#### Texto proporcionado

Ahora bien, el estado de tristeza hace que busquemos soledad y aislamiento y así, y esta es la función o la razón de la tristeza. Reflexionemos sobre la pérdida y, sobretodo, el papel o responsabilidad que tuvimos en ella; toda vez que dilucidemos nuestra participación en la pérdida la tristeza desaparece. Dicho de otra manera: la función de la tristeza es su desaparición o solución. Cuando esto no sucede, cuando la tristeza no desaparece y se, acentúa estamos en presencia de otro proceso emocional: la depresión, que puede ser leve, moderada y severa o “mayor” en lenguaje psiquiátrico dependiendo de la intensidad y gravedad de los síntomas.

########
#### Datos almacenados

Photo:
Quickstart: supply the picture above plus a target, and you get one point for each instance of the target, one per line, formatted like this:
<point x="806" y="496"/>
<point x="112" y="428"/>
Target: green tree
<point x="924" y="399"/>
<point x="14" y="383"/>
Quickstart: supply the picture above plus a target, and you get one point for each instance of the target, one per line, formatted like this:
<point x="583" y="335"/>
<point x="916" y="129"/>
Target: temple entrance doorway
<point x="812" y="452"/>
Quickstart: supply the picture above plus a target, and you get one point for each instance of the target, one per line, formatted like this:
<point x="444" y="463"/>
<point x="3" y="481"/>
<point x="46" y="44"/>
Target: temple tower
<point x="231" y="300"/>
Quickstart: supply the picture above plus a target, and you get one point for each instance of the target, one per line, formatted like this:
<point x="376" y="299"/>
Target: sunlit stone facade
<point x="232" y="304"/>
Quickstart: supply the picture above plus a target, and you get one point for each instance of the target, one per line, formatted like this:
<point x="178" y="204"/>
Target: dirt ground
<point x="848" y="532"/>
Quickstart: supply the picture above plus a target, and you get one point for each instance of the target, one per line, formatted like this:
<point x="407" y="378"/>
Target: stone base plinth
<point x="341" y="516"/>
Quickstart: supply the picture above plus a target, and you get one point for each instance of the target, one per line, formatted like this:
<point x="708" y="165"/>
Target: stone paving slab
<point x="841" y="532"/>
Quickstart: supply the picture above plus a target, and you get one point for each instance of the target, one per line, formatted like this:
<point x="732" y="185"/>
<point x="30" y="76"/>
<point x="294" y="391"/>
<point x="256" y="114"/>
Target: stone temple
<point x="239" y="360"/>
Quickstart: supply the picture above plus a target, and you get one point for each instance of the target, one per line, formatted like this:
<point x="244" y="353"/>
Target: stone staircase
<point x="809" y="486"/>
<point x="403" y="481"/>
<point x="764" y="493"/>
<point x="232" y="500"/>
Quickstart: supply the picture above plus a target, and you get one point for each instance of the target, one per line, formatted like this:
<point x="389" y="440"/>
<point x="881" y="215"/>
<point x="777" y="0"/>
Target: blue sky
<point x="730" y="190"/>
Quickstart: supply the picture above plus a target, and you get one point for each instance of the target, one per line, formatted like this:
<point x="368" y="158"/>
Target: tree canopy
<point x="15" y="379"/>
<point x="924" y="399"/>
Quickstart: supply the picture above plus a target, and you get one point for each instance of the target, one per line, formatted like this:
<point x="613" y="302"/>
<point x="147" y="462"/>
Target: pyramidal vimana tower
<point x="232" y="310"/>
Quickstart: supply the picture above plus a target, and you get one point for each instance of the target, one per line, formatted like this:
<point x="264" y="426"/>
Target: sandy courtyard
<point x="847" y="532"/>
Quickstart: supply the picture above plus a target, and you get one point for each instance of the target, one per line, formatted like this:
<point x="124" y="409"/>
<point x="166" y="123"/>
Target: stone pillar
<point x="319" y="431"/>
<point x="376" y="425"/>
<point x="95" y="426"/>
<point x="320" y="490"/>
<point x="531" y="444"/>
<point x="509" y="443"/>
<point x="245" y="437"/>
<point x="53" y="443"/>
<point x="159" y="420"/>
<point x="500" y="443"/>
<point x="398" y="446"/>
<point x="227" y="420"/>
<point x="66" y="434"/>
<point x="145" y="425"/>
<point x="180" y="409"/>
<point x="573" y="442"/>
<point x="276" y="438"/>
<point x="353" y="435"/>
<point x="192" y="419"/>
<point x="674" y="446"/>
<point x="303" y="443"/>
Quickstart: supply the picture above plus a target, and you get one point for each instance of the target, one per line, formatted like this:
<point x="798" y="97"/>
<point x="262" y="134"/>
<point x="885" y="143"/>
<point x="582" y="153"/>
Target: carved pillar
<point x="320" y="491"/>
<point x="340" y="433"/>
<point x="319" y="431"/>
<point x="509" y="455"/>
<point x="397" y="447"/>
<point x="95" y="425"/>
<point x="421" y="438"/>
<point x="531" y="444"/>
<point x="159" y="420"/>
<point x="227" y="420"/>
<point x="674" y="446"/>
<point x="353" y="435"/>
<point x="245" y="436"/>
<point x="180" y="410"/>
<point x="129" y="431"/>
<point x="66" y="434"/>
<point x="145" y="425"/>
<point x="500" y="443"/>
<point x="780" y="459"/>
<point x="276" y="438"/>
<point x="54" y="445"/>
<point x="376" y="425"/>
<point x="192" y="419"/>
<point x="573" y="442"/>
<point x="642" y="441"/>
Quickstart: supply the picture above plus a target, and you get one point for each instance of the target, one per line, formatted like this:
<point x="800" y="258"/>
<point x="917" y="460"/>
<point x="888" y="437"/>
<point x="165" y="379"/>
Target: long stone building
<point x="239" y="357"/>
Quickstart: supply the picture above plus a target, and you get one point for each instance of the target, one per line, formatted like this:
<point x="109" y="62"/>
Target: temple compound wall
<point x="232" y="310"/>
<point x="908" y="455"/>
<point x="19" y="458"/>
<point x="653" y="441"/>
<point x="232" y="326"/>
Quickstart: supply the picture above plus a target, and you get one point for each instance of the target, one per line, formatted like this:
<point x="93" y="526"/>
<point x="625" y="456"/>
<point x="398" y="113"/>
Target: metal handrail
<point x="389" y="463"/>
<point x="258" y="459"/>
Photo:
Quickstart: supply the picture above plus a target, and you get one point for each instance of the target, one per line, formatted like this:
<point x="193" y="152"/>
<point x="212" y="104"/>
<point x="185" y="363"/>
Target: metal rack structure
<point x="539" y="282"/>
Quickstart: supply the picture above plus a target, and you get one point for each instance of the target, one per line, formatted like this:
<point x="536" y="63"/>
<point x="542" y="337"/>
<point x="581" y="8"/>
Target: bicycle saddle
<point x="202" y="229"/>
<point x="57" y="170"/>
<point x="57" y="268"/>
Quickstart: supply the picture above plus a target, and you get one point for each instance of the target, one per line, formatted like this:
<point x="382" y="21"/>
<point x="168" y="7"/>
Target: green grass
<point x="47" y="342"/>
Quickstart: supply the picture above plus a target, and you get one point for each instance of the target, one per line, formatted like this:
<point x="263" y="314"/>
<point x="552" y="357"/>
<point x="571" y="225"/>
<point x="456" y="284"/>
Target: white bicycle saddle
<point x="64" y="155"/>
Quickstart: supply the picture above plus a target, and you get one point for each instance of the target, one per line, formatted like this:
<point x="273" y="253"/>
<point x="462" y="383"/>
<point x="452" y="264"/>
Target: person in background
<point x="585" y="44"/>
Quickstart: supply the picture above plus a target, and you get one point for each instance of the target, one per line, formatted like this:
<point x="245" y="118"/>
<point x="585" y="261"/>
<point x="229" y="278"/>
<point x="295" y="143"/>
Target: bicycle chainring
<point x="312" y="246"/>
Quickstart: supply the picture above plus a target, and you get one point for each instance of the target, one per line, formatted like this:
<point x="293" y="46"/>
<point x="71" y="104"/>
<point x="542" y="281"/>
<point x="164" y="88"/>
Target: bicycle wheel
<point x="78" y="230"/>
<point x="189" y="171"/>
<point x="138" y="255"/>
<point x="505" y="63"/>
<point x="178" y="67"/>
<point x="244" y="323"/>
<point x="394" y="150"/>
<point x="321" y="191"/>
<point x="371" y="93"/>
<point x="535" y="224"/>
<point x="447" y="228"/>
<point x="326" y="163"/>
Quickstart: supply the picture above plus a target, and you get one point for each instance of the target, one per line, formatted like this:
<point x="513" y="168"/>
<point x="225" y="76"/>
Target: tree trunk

########

**Sobre el ejercicio:** Según el texto sobre la tristeza, ¿de qué depende que la depresión sea leve, moderada o severa? Responde basándote únicamente en el texto sobre la tristeza.

**Respuesta al ejercicio:** De la intensidad y gravedad de los síntomas.